What the task requires:
In the classifier and normalizer documentation below, what happens to a row when `parse_date_safe` returns None?

Exercise passage:
Content starts

Classifier Phase 0 — column synonyms · `core/classifier.py`

Function: deterministic mapping of column names to canonical fields Recognised synonyms (examples):

Canonical field	Synonyms (excerpt)
`date_col`	data, date, data operazione, buchungsdatum, fecha, date valeur
`amount_col`	importo, amount, betrag, montant, importe
`debit_col`	dare, addebiti, uscite, debit, ausgaben, débits
`credit_col`	avere, accrediti, entrate, credit, eingaben, crédits
`description_col`	descrizione, causale, memo, payee, verwendungszweck, libellé

Phase 0 always overrides Phase 1 (LLM) — certain results from deterministic matching are not overwritten

Stage 3 — Normalisation

`parse_date_safe` · `core/normalizer.py`

Function: date parsing with fallback to common formats Input: raw string, primary format from schema Output: date object or None (row discarded if None) Fallback formats (in order):

%d/%m/%Y  %d-%m-%Y  %d/%m/%y  %d-%m-%y
%Y-%m-%d  %Y/%m/%d  %m/%d/%Y  %m/%d/%y

`parse_amount` · `core/normalizer.py`

Function: converts any amount representation to Decimal Input: str | float | int | Decimal Output: Decimal or None Removed symbols (hardcoded): € $ £ and spaces Separator detection:

Format	Example	Rule
European	`1.234,56`	`.` = thousands, `,` = decimal
American	`1,234.56`	`,` = thousands, `.` = decimal
Comma only	`1234,56`	`,` = decimal if ≤ 2 fractional digits
Dot only	`1234.56`	`.` = decimal

`apply_sign_convention` · `core/normalizer.py`

Function: produces the correctly-signed amount according to the file's convention Input: row, columns, SignConvention enum Conventions:

Convention	Logic
`signed_single`	amount column already signed
`debit_positive`	credit − debit (both positive in CSV)

Content ends

Entries supplied:
Content starts

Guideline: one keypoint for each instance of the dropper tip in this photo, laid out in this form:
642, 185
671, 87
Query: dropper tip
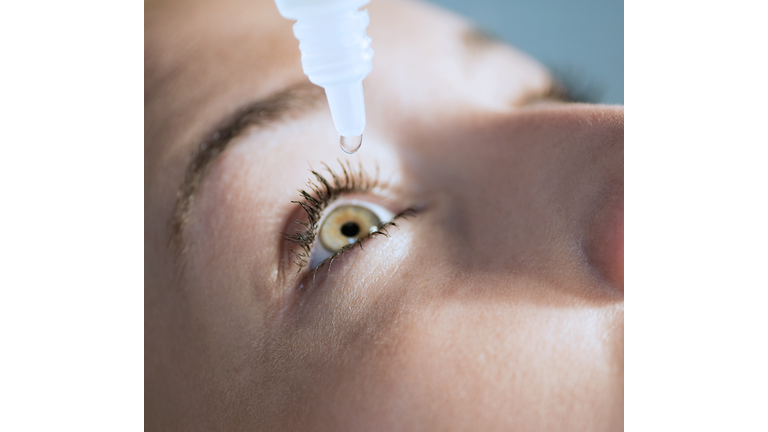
351, 144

Content ends

The completed task:
The row is discarded.